## To do
Write out the material below exactly, with no line missing.

***** Dataset extract *****

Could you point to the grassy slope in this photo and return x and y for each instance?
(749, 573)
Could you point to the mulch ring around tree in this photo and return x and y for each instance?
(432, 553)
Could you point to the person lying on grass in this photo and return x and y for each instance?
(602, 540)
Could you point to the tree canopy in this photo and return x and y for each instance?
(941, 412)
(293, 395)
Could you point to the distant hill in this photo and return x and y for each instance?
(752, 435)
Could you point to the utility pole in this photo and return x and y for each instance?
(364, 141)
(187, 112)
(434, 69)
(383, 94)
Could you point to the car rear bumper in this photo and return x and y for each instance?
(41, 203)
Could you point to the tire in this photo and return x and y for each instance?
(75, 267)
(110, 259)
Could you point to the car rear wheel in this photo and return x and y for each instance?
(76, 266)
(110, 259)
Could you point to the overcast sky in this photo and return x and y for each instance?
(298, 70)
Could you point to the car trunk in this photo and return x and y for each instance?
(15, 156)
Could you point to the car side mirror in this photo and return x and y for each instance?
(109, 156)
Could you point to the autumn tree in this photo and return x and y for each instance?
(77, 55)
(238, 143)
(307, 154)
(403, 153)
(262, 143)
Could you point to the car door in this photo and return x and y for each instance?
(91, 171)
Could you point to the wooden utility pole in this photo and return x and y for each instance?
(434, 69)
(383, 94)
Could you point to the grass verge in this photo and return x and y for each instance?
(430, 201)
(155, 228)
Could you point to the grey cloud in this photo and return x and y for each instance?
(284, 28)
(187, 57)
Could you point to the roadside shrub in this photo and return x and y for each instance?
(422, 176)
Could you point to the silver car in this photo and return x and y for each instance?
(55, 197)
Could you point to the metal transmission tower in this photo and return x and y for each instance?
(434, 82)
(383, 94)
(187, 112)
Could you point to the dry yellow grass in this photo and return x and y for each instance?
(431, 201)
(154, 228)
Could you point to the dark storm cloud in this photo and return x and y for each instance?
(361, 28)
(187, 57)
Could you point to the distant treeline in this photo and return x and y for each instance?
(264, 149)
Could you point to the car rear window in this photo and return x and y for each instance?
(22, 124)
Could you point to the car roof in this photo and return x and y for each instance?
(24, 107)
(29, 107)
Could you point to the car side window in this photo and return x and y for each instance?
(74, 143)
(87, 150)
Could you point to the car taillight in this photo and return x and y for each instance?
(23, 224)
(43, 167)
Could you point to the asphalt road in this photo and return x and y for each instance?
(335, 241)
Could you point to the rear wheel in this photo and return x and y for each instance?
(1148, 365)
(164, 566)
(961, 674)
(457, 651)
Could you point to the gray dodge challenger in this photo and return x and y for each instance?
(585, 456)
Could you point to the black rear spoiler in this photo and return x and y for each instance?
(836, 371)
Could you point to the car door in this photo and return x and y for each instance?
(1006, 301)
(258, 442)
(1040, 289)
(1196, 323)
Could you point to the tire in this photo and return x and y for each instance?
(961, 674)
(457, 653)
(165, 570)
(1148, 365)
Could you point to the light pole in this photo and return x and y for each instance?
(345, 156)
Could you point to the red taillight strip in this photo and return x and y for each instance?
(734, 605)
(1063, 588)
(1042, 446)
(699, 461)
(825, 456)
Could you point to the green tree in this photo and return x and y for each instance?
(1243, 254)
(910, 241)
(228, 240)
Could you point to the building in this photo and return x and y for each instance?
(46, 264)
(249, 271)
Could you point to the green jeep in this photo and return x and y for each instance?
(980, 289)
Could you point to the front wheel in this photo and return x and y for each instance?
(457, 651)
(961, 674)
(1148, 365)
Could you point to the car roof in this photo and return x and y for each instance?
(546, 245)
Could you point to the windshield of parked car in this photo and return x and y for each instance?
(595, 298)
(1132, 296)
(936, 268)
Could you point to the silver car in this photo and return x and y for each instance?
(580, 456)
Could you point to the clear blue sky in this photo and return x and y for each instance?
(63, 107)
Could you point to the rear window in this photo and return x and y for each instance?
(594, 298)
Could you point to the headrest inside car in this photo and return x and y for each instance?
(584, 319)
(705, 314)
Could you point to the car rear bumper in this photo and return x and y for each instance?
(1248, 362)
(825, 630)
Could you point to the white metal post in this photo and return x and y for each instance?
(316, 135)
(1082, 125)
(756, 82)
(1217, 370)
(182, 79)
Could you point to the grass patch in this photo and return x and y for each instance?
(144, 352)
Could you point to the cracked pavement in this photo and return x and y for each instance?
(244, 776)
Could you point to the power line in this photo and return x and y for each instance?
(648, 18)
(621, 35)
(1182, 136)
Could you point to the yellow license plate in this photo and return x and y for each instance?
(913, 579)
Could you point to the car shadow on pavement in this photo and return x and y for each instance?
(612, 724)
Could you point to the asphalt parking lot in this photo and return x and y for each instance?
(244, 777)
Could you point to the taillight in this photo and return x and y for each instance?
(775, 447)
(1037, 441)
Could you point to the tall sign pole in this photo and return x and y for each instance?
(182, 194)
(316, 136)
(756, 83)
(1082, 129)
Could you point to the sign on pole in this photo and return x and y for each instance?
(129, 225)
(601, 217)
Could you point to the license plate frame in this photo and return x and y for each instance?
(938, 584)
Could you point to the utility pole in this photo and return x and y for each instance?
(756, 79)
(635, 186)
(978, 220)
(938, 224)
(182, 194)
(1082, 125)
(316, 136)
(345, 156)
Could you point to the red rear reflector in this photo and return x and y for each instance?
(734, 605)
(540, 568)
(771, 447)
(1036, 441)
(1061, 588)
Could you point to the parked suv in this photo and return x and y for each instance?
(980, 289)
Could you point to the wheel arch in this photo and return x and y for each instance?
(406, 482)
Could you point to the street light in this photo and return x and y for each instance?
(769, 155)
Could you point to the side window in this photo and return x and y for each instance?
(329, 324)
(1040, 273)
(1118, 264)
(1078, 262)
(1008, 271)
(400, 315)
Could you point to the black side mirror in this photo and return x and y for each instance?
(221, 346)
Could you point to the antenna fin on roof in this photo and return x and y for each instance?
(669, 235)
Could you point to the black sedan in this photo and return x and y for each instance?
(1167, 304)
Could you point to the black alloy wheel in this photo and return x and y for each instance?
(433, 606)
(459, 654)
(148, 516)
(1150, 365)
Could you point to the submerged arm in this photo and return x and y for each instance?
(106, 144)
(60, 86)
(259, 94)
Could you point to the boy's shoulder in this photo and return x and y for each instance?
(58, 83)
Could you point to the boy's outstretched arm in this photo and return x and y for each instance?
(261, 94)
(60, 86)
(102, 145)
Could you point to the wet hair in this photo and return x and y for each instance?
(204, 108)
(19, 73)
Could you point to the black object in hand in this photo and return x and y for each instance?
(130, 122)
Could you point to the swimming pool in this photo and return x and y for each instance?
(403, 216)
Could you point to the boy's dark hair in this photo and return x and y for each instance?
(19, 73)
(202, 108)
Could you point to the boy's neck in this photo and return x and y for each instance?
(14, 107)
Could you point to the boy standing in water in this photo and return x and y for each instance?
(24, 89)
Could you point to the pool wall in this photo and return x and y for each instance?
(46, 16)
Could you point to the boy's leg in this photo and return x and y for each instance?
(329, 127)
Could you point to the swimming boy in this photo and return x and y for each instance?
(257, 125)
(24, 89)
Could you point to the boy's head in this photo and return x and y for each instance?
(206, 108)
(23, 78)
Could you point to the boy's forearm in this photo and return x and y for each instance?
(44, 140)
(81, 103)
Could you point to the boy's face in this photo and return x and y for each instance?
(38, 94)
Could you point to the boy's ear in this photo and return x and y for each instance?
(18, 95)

*****

## Solution for this problem
Could you point to the grassy slope in this photo and return x and y for each instance?
(749, 573)
Could you point to the mulch ring around tree in this photo and return x and y for each instance?
(432, 553)
Could you point to the person lying on grass in this photo and return x and y for each instance?
(602, 540)
Could you point to the tree canopy in this photo and return x and y for each instance?
(941, 412)
(293, 395)
Could you point to the distant hill in this photo and return x and y for each instance?
(752, 435)
Could you point to the utility pole in this photo and return x and y for each instance?
(364, 141)
(187, 112)
(434, 69)
(383, 94)
Could you point to the car rear bumper in this photo and return x and y for each instance?
(41, 203)
Could you point to the tire in this photo and return x and y for each instance?
(75, 267)
(110, 259)
Could you point to the car rear wheel in this photo and return x and y for each instance?
(76, 266)
(110, 259)
Could you point to the overcast sky in this photo and return x and y for each instance?
(298, 70)
Could you point to the car trunk in this photo and return x and y for each instance?
(15, 156)
Could you point to the car side mirror in this photo and return x and y for each instance?
(109, 156)
Could you point to the autumn tree in this photo and return x and y for each instance?
(77, 55)
(238, 143)
(307, 154)
(403, 153)
(262, 143)
Could you point to the car door in this photo and return x and y for each instance?
(91, 171)
Could you point to the wooden utility pole in this photo and return x and y for each instance?
(434, 69)
(383, 94)
Could you point to the grass verge in this photo and return x and y for each instance?
(430, 201)
(155, 228)
Could you point to the grey cloud in this photo and return x and y for each instance?
(284, 28)
(187, 57)
Could you point to the roadside shrub in this photo and return x and y for each instance?
(422, 176)
Could you point to the silver car in this photo and return x and y for each instance?
(55, 197)
Could you point to the metal transmission tower in this photo and return x and y for each instance?
(434, 82)
(383, 94)
(187, 112)
Could you point to the dry yellow grass in this photo and return x and y for each instance?
(431, 201)
(154, 228)
Could you point to the dark storm cloud in this photo and return x and y for each instance?
(361, 28)
(187, 57)
Could you point to the distant treeline in this photo and return x and y for each instance?
(264, 149)
Could you point to the car rear window in this photo and return x and y for each instance?
(22, 124)
Could you point to the car roof in this photo and return x and y for each instance?
(24, 107)
(29, 107)
Could you point to the car side window in this photo and return x and y for each instance?
(74, 143)
(87, 150)
Could you point to the car taillight in this photo and return x and y for each instance?
(23, 224)
(43, 167)
Could you point to the asphalt road in this photo and return x and y for each instance?
(335, 241)
Could you point to the rear wheel in this photo and return x and y for each instance?
(1148, 365)
(164, 566)
(961, 674)
(457, 651)
Could you point to the gray dodge challenger in this photo and return x and y for each instance?
(585, 456)
Could you point to the black rear spoiler in this photo and return x and y for each instance?
(836, 371)
Could you point to the car door in this photo and return x and y for each instance?
(1006, 301)
(258, 442)
(1040, 289)
(1196, 323)
Could you point to the tire in this photo and return x and y for each instance?
(961, 674)
(457, 653)
(165, 570)
(1148, 365)
Could you point to the light pole in this photo and return x and y for each instance?
(345, 156)
Could you point to the red taillight strip in this photo and return x and y for each instance?
(734, 605)
(1063, 588)
(1042, 446)
(699, 461)
(825, 456)
Could you point to the green tree in this photo and return x and y for each instance?
(1243, 254)
(910, 241)
(228, 240)
Could you point to the building in this photo and return x and y for each instance?
(46, 264)
(249, 271)
Could you point to the green jeep in this photo and return x and y for each instance?
(980, 289)
Could you point to the front wheel in this photo and return x and y for each instance?
(457, 651)
(961, 674)
(1148, 365)
Could you point to the car roof in this photo and return x and y for each instance?
(546, 245)
Could you point to the windshield of parked car in this photo and return x and y for each instance?
(595, 298)
(1132, 296)
(936, 268)
Could you point to the silver car in this photo and return x and y for each instance?
(580, 456)
Could you point to the clear blue sky in this photo and return x and y for each instance?
(63, 107)
Could you point to the rear window in this photo and return x and y for each instance?
(594, 298)
Could you point to the headrest inside car in this photo and return x and y for each instance?
(584, 319)
(705, 314)
Could you point to the car rear bumper in this photo and return x and y for each instance?
(1248, 362)
(825, 630)
Could you point to the white metal post in this photo and return x and y for each instance?
(316, 135)
(1082, 125)
(756, 82)
(1217, 370)
(182, 79)
Could you point to the grass patch in this photo and return x and y for each instance?
(144, 352)
Could you point to the cracked pavement in this photo and return x and y for each instance?
(244, 776)
Could you point to the power line in this photo and return x and y for each instance?
(648, 18)
(621, 35)
(1182, 136)
Could you point to the yellow license plate in this photo and return x and y for each instance?
(913, 579)
Could you point to the car shadow on pavement in this photo and return x and y for each instance?
(612, 724)
Could you point to the asphalt parking lot in this photo and return x and y for each instance?
(244, 777)
Could you point to the taillight in this photo and return x and y for each instance?
(775, 447)
(1037, 441)
Could you point to the tall sign pole in this photo and return x and y for each instance?
(182, 194)
(316, 136)
(756, 83)
(1082, 129)
Could you point to the sign on pole in this photo and return x and y for each instance?
(129, 225)
(601, 217)
Could you point to the license plate frame in this photo and return x and y for each instance?
(938, 584)
Could you point to the utility pole in this photo and return x and y for each instance?
(756, 79)
(635, 186)
(978, 220)
(938, 224)
(182, 194)
(1082, 125)
(316, 136)
(345, 156)
Could you point to the red rear reflector in this photo and return x and y for each instance?
(734, 605)
(540, 568)
(771, 447)
(1036, 441)
(1061, 588)
Could you point to the parked suv in this photo and return x and y for each instance?
(980, 289)
Could you point to the wheel arch in this photo and return x and y for each instance?
(406, 482)
Could you point to the street light in this photo and return x and y for each instance?
(769, 155)
Could you point to the side window in this photo and return x and y for each instance?
(329, 324)
(1040, 273)
(1118, 264)
(1078, 262)
(1008, 271)
(400, 315)
Could you point to the black side mirror in this photo and return x and y for each instance?
(221, 346)
Could you point to the antenna fin on roof in this photo and return x and y for each instance?
(669, 235)
Could you point to the black sedan in this photo and return x and y for each instance?
(1167, 304)
Could you point to the black alloy wheel in this photo and return x and y for each instance?
(433, 606)
(459, 654)
(148, 516)
(1150, 365)
Could you point to the submerged arm in this photo and return x and y for each instance?
(106, 144)
(60, 86)
(259, 94)
Could you point to the boy's shoulder in this photo and return x and y for each instance?
(58, 83)
Could you point to the boy's outstretched arm in this photo and return x and y for each instance?
(261, 94)
(60, 86)
(102, 145)
Could you point to the wet hair in this photo and return x and y for each instance?
(204, 108)
(19, 73)
Could you point to the black object in hand in this photo and return x and y for each instance?
(130, 122)
Could you point to the swimming pool in this photo and return x and y for each instance?
(403, 216)
Could you point to the boy's dark hair in this photo and return x and y for each instance?
(19, 73)
(202, 108)
Could you point to the boy's neck in this photo and return x and y for each instance?
(14, 107)
Could you point to the boy standing in water in this photo and return x and y for each instance?
(24, 89)
Could you point to the pool wall in this photo and return x and y for each instance?
(46, 16)
Could you point to the boy's leg in this photo and return x and y for each instance?
(329, 127)
Could you point to the swimming boy in this photo and return x and y for each instance?
(257, 125)
(24, 89)
Could you point to the boy's head in this photo and return x and y for each instance?
(206, 108)
(23, 78)
Could you point to the boy's forearm in this photo and return x and y for each instance?
(44, 140)
(81, 103)
Could you point to the boy's face in this photo and return x and y for each instance?
(38, 94)
Could you point to the boy's ear in this photo and return x and y for each instance?
(18, 95)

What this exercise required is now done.